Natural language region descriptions
• • • •

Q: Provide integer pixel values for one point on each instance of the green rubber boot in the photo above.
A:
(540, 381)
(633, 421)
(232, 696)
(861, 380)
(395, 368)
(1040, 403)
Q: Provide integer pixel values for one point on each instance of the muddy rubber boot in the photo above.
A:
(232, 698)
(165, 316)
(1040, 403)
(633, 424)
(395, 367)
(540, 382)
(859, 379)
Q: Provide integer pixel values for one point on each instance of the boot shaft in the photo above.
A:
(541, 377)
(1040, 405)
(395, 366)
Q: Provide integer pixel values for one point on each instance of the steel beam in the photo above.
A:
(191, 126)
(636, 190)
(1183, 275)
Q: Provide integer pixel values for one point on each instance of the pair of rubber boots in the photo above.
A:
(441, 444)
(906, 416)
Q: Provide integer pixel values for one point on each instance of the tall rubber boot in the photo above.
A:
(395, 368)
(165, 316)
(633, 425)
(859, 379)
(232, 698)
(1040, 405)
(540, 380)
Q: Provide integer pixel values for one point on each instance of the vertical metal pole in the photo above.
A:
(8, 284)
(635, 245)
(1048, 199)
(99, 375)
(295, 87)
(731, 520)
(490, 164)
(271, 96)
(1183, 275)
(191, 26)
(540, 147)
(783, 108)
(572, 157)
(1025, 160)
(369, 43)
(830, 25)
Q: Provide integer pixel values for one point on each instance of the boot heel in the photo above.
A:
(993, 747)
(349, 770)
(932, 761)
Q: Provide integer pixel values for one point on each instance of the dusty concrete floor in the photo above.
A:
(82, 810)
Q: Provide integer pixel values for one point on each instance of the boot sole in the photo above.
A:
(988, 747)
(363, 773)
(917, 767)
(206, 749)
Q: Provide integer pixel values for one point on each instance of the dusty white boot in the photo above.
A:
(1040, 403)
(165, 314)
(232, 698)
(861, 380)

• • • •

Only one stretch of the data is wanted: the lines from the one with "sole in the photo above." through the last, repeated exactly.

**Your solution:**
Q: Provide integer pixel values for one point on each instance of the boot sole in the photo above.
A:
(988, 747)
(363, 773)
(917, 767)
(206, 749)
Q: Provide integer pixel values for one point on each instance of the dusty white boot in the photo above.
A:
(1040, 403)
(165, 314)
(232, 698)
(861, 380)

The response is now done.